**Document section:**
L’Époque / Young and Alive (F 2018, Matthieu Bareyre)

F 2018, D: Matthieu Bareyre, Doc, 96′, OV with English subtitles, DCP

Paris between 2015 and 2017. Interviews on the streets and in cafés. Charming adolescent overconfidence blends with the dire feeling of being lost and having no future. The reactions to that are diverse. There is laughing, dancing and provoking the bourgeoisie on the grand boulevards. Others discuss alliances. Solidarity. Reflect their lives under capitalist conditions. Every now and then, we see burning barricades or cops beating constrained people. The streets are marked by riots, sparked off by yet another black adolescent being abused in police custody and another one dead. A time shaped by the movement “Nuit debout”, but also by the attacks on Charlie Hebdo and Bataclan.

**Given data:**
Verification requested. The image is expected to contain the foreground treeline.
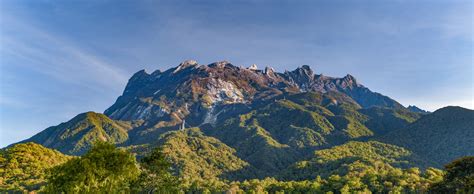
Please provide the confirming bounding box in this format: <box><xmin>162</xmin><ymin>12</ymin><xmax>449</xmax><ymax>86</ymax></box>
<box><xmin>0</xmin><ymin>142</ymin><xmax>474</xmax><ymax>193</ymax></box>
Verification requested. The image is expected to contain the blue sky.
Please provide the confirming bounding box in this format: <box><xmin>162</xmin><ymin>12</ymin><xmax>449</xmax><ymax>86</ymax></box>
<box><xmin>0</xmin><ymin>0</ymin><xmax>474</xmax><ymax>147</ymax></box>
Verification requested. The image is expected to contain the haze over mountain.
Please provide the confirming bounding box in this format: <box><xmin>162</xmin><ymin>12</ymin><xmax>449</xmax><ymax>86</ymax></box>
<box><xmin>15</xmin><ymin>60</ymin><xmax>474</xmax><ymax>181</ymax></box>
<box><xmin>0</xmin><ymin>0</ymin><xmax>474</xmax><ymax>147</ymax></box>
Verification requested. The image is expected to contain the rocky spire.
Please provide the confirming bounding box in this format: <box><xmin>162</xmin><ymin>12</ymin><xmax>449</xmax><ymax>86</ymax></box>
<box><xmin>173</xmin><ymin>60</ymin><xmax>198</xmax><ymax>73</ymax></box>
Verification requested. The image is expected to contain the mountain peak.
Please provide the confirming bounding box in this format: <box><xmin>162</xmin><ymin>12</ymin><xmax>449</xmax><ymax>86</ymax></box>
<box><xmin>407</xmin><ymin>105</ymin><xmax>430</xmax><ymax>114</ymax></box>
<box><xmin>208</xmin><ymin>60</ymin><xmax>232</xmax><ymax>68</ymax></box>
<box><xmin>173</xmin><ymin>60</ymin><xmax>198</xmax><ymax>73</ymax></box>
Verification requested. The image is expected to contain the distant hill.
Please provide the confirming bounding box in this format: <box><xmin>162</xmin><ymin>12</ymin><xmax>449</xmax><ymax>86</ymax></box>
<box><xmin>380</xmin><ymin>106</ymin><xmax>474</xmax><ymax>167</ymax></box>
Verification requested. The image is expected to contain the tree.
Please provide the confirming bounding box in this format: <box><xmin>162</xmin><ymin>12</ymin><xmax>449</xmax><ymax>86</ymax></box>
<box><xmin>45</xmin><ymin>142</ymin><xmax>140</xmax><ymax>193</ymax></box>
<box><xmin>430</xmin><ymin>156</ymin><xmax>474</xmax><ymax>193</ymax></box>
<box><xmin>138</xmin><ymin>147</ymin><xmax>179</xmax><ymax>193</ymax></box>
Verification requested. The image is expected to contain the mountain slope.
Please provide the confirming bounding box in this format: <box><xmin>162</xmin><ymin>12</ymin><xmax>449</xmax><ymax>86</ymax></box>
<box><xmin>280</xmin><ymin>141</ymin><xmax>432</xmax><ymax>180</ymax></box>
<box><xmin>22</xmin><ymin>112</ymin><xmax>132</xmax><ymax>155</ymax></box>
<box><xmin>0</xmin><ymin>142</ymin><xmax>72</xmax><ymax>192</ymax></box>
<box><xmin>380</xmin><ymin>106</ymin><xmax>474</xmax><ymax>166</ymax></box>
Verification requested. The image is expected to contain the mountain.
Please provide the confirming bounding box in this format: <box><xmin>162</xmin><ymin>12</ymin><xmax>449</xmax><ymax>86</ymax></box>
<box><xmin>380</xmin><ymin>106</ymin><xmax>474</xmax><ymax>166</ymax></box>
<box><xmin>22</xmin><ymin>112</ymin><xmax>133</xmax><ymax>155</ymax></box>
<box><xmin>407</xmin><ymin>105</ymin><xmax>430</xmax><ymax>114</ymax></box>
<box><xmin>10</xmin><ymin>60</ymin><xmax>473</xmax><ymax>184</ymax></box>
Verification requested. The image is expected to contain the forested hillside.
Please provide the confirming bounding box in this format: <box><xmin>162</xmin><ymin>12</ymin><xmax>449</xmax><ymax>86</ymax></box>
<box><xmin>5</xmin><ymin>61</ymin><xmax>474</xmax><ymax>193</ymax></box>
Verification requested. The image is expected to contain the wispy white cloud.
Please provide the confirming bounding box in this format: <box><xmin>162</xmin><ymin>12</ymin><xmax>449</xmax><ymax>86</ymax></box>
<box><xmin>0</xmin><ymin>12</ymin><xmax>129</xmax><ymax>93</ymax></box>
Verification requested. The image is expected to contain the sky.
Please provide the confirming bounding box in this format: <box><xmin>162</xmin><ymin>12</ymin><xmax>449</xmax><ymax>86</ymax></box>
<box><xmin>0</xmin><ymin>0</ymin><xmax>474</xmax><ymax>147</ymax></box>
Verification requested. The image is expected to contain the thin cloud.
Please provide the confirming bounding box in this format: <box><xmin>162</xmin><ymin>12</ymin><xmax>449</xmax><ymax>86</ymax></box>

**What you should do:** Print the film description of Young and Alive in full, word for word. The entries above have no role here.

**Task response:**
L’Époque / Young and Alive (F 2018, Matthieu Bareyre)

F 2018, D: Matthieu Bareyre, Doc, 96′, OV with English subtitles, DCP

Paris between 2015 and 2017. Interviews on the streets and in cafés. Charming adolescent overconfidence blends with the dire feeling of being lost and having no future. The reactions to that are diverse. There is laughing, dancing and provoking the bourgeoisie on the grand boulevards. Others discuss alliances. Solidarity. Reflect their lives under capitalist conditions. Every now and then, we see burning barricades or cops beating constrained people. The streets are marked by riots, sparked off by yet another black adolescent being abused in police custody and another one dead. A time shaped by the movement “Nuit debout”, but also by the attacks on Charlie Hebdo and Bataclan.